**Task instructions**
Copy out all the records, word for word.

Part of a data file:

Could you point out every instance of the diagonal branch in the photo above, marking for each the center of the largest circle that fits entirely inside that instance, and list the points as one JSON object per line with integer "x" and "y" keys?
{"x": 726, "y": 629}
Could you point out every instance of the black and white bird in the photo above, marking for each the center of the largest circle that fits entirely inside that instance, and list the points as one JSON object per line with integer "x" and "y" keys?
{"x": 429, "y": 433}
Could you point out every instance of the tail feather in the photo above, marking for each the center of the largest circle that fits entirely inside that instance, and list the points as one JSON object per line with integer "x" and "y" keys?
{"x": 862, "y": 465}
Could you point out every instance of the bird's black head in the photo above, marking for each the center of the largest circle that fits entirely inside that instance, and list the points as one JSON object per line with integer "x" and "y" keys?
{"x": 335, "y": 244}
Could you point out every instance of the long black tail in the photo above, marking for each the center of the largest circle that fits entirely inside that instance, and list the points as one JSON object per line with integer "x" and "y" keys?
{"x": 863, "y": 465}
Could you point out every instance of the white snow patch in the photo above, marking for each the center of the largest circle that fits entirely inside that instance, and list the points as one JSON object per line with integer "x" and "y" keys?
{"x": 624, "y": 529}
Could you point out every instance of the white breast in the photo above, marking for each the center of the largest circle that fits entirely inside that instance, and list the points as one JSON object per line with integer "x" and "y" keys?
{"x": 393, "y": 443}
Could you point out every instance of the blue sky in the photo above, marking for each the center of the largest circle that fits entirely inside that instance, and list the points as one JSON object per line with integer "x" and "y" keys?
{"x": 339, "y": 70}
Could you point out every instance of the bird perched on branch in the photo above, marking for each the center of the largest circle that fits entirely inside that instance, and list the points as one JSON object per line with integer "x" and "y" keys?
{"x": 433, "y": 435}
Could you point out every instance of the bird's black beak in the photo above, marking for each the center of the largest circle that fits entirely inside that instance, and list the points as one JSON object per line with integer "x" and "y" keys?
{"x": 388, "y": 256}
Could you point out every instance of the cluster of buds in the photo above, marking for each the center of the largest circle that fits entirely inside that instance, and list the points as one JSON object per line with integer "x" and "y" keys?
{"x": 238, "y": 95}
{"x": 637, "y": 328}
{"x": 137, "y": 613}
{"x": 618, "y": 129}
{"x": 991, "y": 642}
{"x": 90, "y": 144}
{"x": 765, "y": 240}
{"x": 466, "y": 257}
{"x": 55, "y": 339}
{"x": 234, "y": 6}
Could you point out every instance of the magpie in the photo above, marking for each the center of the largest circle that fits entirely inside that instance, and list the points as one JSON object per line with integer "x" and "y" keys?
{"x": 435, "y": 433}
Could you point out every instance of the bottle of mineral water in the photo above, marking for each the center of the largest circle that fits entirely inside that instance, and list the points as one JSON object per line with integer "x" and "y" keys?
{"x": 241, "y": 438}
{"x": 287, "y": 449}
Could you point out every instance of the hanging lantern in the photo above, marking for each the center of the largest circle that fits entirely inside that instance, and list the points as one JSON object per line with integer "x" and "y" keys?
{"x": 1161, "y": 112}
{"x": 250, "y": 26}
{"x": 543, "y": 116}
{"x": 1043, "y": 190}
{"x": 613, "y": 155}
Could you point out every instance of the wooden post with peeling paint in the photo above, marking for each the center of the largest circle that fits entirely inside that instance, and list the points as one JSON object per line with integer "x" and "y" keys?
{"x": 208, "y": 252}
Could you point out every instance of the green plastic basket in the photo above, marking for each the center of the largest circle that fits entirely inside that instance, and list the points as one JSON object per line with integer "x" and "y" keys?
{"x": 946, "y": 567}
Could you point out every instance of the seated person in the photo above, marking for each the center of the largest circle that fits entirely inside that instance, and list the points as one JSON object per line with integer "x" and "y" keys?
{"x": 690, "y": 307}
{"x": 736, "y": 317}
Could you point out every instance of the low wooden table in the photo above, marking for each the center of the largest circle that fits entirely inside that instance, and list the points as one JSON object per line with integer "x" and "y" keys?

**Correct output**
Could you point out every instance of the diagonal branch in the photo above, marking for each the center of the largest circle that fits entirely inside that instance, and list the points as one JSON object per line with integer "x" and "y" keys?
{"x": 726, "y": 629}
Could you point out every instance of the black and white bird in the photo above, marking for each the center of the largest circle that fits entirely inside that instance, and list the points as one JSON object per line with integer "x" and "y" keys?
{"x": 429, "y": 433}
Could you point out every instance of the tail feather in the photo above, marking for each the center of the largest circle that fits entirely inside that instance, and list the points as one JSON object per line with integer "x" and "y" keys?
{"x": 862, "y": 465}
Could you point out every instance of the bird's black head in the photo above, marking for each the center of the largest circle that fits entirely inside that instance, and list the points as one JSON object per line with integer "x" and "y" keys?
{"x": 335, "y": 244}
Could you point out every instance of the long black tail in the photo above, marking for each the center of the largest circle that fits entirely inside that instance, and list the points as one JSON object per line with integer "x" and "y" keys?
{"x": 863, "y": 465}
Could you point out every instance of the white snow patch in the photo above, marking for each the center of the largest circle that fits entirely inside that instance, and list the points as one JSON object per line with integer "x" and "y" keys?
{"x": 624, "y": 529}
Could you point out every instance of the white breast in the photo above, marking for each the center of the largest circle that fits entirely inside that instance, and list the points as one JSON object per line with integer "x" and "y" keys?
{"x": 393, "y": 443}
Could you point out every instance of the blue sky in the photo above, marking for each the center of the largest circle that fits entirely inside that instance, and list the points as one JSON object per line with integer "x" and "y" keys?
{"x": 339, "y": 70}
Could you point out every instance of the bird perched on branch in the photo above, marking for each the center of the largest circle that fits entirely inside that instance, and list the points as one JSON object per line with integer "x" and "y" keys?
{"x": 433, "y": 435}
Could you point out every instance of the bird's black beak in the photo above, marking for each the center of the largest circle that fits entirely inside that instance, and list the points as one JSON object per line with integer "x" and "y" keys?
{"x": 388, "y": 256}
Could you point out every instance of the cluster of buds in the photo above, marking for each the center of the largest circle that fits entirely inside that instance, and list the points as one JSON object per line with integer "x" and "y" keys?
{"x": 238, "y": 95}
{"x": 637, "y": 328}
{"x": 137, "y": 613}
{"x": 618, "y": 129}
{"x": 991, "y": 642}
{"x": 90, "y": 144}
{"x": 765, "y": 240}
{"x": 466, "y": 257}
{"x": 55, "y": 339}
{"x": 234, "y": 6}
Could you point out every instance of the magpie in the photo above, marking for each the center of the largest circle that fits entirely inside that instance, and list the points as one JSON object per line with integer "x" and "y" keys?
{"x": 435, "y": 433}
Could you point out every instance of the bottle of mineral water in the photo above, marking for each the center of the largest circle that fits entirely inside that instance, and list the points as one JSON object per line with integer "x" and "y" keys?
{"x": 241, "y": 438}
{"x": 287, "y": 449}
Could you point out every instance of the hanging lantern in the photo above, marking for each the center of the largest circle that fits entirely inside that instance, and list the points as one JSON object per line with integer "x" and "y" keys?
{"x": 1161, "y": 112}
{"x": 250, "y": 26}
{"x": 543, "y": 116}
{"x": 1043, "y": 190}
{"x": 613, "y": 155}
Could you point out every instance of the wooden post with peeling paint in the photo above, marking for each the center of the largest circle that fits entirely inside that instance, and list the points as one JSON object per line with integer "x" and "y" keys?
{"x": 208, "y": 252}
Could you point out every instance of the green plastic basket in the photo above, marking for each the center of the largest circle that fits entirely inside that instance, and list the points as one JSON object per line with integer "x" and "y" keys?
{"x": 946, "y": 567}
Could you point out every instance of the seated person in the photo above, marking for each the center of the largest circle that fits entirely inside that instance, and list the points as one JSON object per line with integer "x" and "y" keys?
{"x": 690, "y": 307}
{"x": 736, "y": 317}
Could you point out every instance of the low wooden table in the photo above, marking for each the center of the largest circle that fits entirely inside that instance, and list the points as one JSON object per line with integer "x" and "y" keys?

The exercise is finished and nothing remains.